-- Begin GIVEN DATA --

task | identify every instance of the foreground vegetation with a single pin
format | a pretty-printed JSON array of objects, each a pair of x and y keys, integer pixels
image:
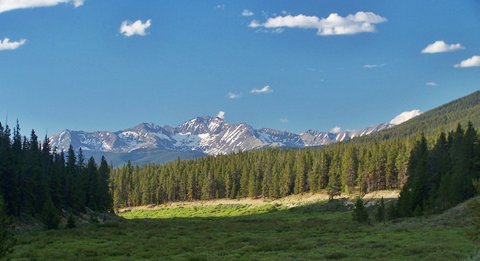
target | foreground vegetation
[{"x": 244, "y": 232}]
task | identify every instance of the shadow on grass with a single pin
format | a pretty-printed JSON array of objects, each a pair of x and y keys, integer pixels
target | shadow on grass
[{"x": 319, "y": 231}]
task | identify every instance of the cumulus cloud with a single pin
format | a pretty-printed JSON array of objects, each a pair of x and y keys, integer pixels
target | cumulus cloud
[
  {"x": 233, "y": 95},
  {"x": 221, "y": 115},
  {"x": 247, "y": 12},
  {"x": 373, "y": 66},
  {"x": 6, "y": 44},
  {"x": 334, "y": 24},
  {"x": 9, "y": 5},
  {"x": 136, "y": 28},
  {"x": 405, "y": 116},
  {"x": 442, "y": 47},
  {"x": 474, "y": 61},
  {"x": 336, "y": 129},
  {"x": 265, "y": 89}
]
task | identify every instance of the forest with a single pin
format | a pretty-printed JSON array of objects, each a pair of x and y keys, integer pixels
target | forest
[
  {"x": 36, "y": 181},
  {"x": 435, "y": 172}
]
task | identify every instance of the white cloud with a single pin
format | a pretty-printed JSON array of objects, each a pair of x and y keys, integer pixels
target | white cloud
[
  {"x": 442, "y": 47},
  {"x": 334, "y": 24},
  {"x": 221, "y": 115},
  {"x": 247, "y": 12},
  {"x": 474, "y": 61},
  {"x": 373, "y": 66},
  {"x": 405, "y": 116},
  {"x": 265, "y": 89},
  {"x": 136, "y": 28},
  {"x": 6, "y": 44},
  {"x": 336, "y": 129},
  {"x": 234, "y": 95},
  {"x": 9, "y": 5}
]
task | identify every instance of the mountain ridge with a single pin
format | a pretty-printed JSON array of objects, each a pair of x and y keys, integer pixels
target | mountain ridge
[{"x": 206, "y": 134}]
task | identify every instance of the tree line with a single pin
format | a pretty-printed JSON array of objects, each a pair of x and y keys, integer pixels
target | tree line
[
  {"x": 442, "y": 175},
  {"x": 37, "y": 182},
  {"x": 351, "y": 167},
  {"x": 270, "y": 173}
]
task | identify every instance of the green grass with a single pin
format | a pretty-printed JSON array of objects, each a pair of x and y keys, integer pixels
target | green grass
[{"x": 238, "y": 232}]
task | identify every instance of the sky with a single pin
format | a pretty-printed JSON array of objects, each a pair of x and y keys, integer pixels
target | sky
[{"x": 291, "y": 65}]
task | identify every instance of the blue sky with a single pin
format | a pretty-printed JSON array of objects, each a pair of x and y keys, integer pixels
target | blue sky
[{"x": 69, "y": 65}]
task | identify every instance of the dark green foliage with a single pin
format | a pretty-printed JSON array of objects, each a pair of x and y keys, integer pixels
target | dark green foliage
[
  {"x": 391, "y": 211},
  {"x": 71, "y": 221},
  {"x": 474, "y": 206},
  {"x": 445, "y": 117},
  {"x": 269, "y": 173},
  {"x": 49, "y": 215},
  {"x": 433, "y": 166},
  {"x": 7, "y": 241},
  {"x": 360, "y": 214},
  {"x": 441, "y": 177},
  {"x": 333, "y": 191},
  {"x": 380, "y": 212},
  {"x": 36, "y": 182}
]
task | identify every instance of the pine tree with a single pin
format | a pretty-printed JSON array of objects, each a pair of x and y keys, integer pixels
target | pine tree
[
  {"x": 49, "y": 215},
  {"x": 7, "y": 240},
  {"x": 380, "y": 213}
]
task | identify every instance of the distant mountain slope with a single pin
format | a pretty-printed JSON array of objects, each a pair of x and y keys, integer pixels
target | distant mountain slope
[
  {"x": 443, "y": 118},
  {"x": 196, "y": 137}
]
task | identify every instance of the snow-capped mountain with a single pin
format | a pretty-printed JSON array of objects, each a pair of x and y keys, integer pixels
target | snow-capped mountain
[{"x": 208, "y": 135}]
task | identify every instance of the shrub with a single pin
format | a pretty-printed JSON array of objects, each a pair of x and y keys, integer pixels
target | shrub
[{"x": 360, "y": 214}]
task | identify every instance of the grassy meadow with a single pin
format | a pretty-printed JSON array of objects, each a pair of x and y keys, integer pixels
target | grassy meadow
[{"x": 318, "y": 231}]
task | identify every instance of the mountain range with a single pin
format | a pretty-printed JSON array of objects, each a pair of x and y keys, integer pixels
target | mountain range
[{"x": 197, "y": 137}]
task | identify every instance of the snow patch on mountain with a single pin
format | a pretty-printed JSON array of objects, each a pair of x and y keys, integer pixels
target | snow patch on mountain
[
  {"x": 405, "y": 116},
  {"x": 210, "y": 135}
]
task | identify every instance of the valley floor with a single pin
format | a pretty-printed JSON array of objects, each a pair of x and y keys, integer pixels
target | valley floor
[{"x": 312, "y": 231}]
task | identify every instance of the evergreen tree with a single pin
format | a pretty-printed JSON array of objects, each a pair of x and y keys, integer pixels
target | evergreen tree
[
  {"x": 380, "y": 212},
  {"x": 49, "y": 215},
  {"x": 7, "y": 240}
]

-- End GIVEN DATA --

[PROBLEM TO WORK ON]
Go through the listing above and quote it exactly, apart from its images.

[RESPONSE]
task | identify every instance of the foreground vegetation with a single pin
format | a pretty-printed JSON array of objects, each a pair of x and y keys, integer pixels
image:
target | foreground vegetation
[{"x": 244, "y": 232}]
task | identify every instance of the shadow on grass with a single pin
format | a pretty-printed JSON array of objects, each a pair of x and y keys, integer pixels
target | shadow on grass
[{"x": 319, "y": 231}]
task | identify every instance of the cumulus cloud with a single pin
format | a pretty-printed JSON array of objects, each a pair of x and y keys, integer pixels
target | cumulus cloud
[
  {"x": 233, "y": 95},
  {"x": 221, "y": 115},
  {"x": 247, "y": 12},
  {"x": 373, "y": 66},
  {"x": 6, "y": 44},
  {"x": 334, "y": 24},
  {"x": 9, "y": 5},
  {"x": 136, "y": 28},
  {"x": 405, "y": 116},
  {"x": 442, "y": 47},
  {"x": 474, "y": 61},
  {"x": 336, "y": 129},
  {"x": 265, "y": 89}
]
task | identify every instance of the forest with a single pin
format | a pretty-printed JSON array of objects, each a pair of x and y keys, integer pixels
target | forest
[
  {"x": 36, "y": 181},
  {"x": 435, "y": 172}
]
task | identify every instance of the white cloud with a single pin
format | a pretty-printed JSON array of objects, each a pair of x and y keys, integer pixels
target | white cloud
[
  {"x": 442, "y": 47},
  {"x": 334, "y": 24},
  {"x": 221, "y": 115},
  {"x": 247, "y": 12},
  {"x": 474, "y": 61},
  {"x": 373, "y": 66},
  {"x": 405, "y": 116},
  {"x": 265, "y": 89},
  {"x": 136, "y": 28},
  {"x": 6, "y": 44},
  {"x": 336, "y": 129},
  {"x": 234, "y": 95},
  {"x": 9, "y": 5}
]
task | identify every instance of the mountain ridge with a single pin
format | a pretty-printed JSON array of objects, each a pair of x and y keys, integer pixels
target | mountain ridge
[{"x": 206, "y": 134}]
task | identify every instance of the tree line with a single pin
format | a pretty-printed JSON array of objects, each a pair of x and y keys, integer pixels
target | tree line
[
  {"x": 442, "y": 175},
  {"x": 37, "y": 182},
  {"x": 351, "y": 167},
  {"x": 270, "y": 173}
]
task | identify every instance of the green grass with a single pin
format | a pretty-printed JSON array of objects, each a pair of x and y keys, integer pixels
target | green grass
[{"x": 238, "y": 232}]
task | identify every instance of the sky with a single pin
format | a pretty-printed JSON array of objects, each a pair of x and y keys, integer pixels
target | sky
[{"x": 291, "y": 65}]
task | identify every instance of the blue sky with a single pin
format | a pretty-printed JSON array of objects, each a pair of x and y keys, integer pixels
target | blue sky
[{"x": 69, "y": 65}]
task | identify every instance of the dark green foliage with a single pin
format | a pretty-printed JSON array of objects, each a pair of x and y keys, integer pixels
target | dark green foliage
[
  {"x": 391, "y": 211},
  {"x": 71, "y": 221},
  {"x": 474, "y": 206},
  {"x": 445, "y": 117},
  {"x": 269, "y": 173},
  {"x": 49, "y": 215},
  {"x": 433, "y": 166},
  {"x": 7, "y": 241},
  {"x": 360, "y": 214},
  {"x": 441, "y": 177},
  {"x": 333, "y": 191},
  {"x": 380, "y": 212},
  {"x": 36, "y": 182}
]
task | identify every instance of the pine tree with a single pin
format | a pretty-printed JSON array of objects, each a pair of x and y keys, integer pixels
target | pine tree
[
  {"x": 49, "y": 215},
  {"x": 7, "y": 240},
  {"x": 380, "y": 213}
]
task | identify every instance of the distant mountain slope with a single pin
format | a pretty-printed JSON array of objects, each a pair of x and y keys, integer pixels
target | distant mountain slope
[
  {"x": 443, "y": 118},
  {"x": 196, "y": 137}
]
task | identify every instance of the snow-capped mountain with a single pin
format | a pretty-printed JSON array of objects, each a pair of x and y keys, integer pixels
target | snow-capped mountain
[{"x": 208, "y": 135}]
task | identify every instance of the shrub with a single pin
format | a pretty-printed JSON array of objects, each a pair of x and y keys, integer pixels
target | shrub
[{"x": 360, "y": 214}]
task | identify every instance of the grassy meadow with a single pin
format | a pretty-printed JSON array of objects, each a pair of x and y keys, integer pixels
target | grassy meadow
[{"x": 318, "y": 231}]
task | identify every instance of the mountain range with a single pin
format | a pretty-printed JSON array of objects, each a pair of x and y keys, integer pixels
target | mountain range
[{"x": 197, "y": 137}]
task | identify every instance of the snow patch on mountain with a single pin
format | a pretty-printed JSON array of objects, each a pair of x and y keys, integer pixels
target | snow patch on mountain
[
  {"x": 405, "y": 116},
  {"x": 210, "y": 135}
]
task | identify every instance of the valley floor with a single pin
format | a pretty-printed JSON array of objects, each a pair of x and y keys, integer pixels
target | valley floor
[{"x": 312, "y": 231}]
task | identify every instance of the evergreen tree with a single pin
format | a pretty-printed JSON array of objects, each a pair of x and y keys, integer pixels
target | evergreen tree
[
  {"x": 380, "y": 212},
  {"x": 49, "y": 215},
  {"x": 7, "y": 240}
]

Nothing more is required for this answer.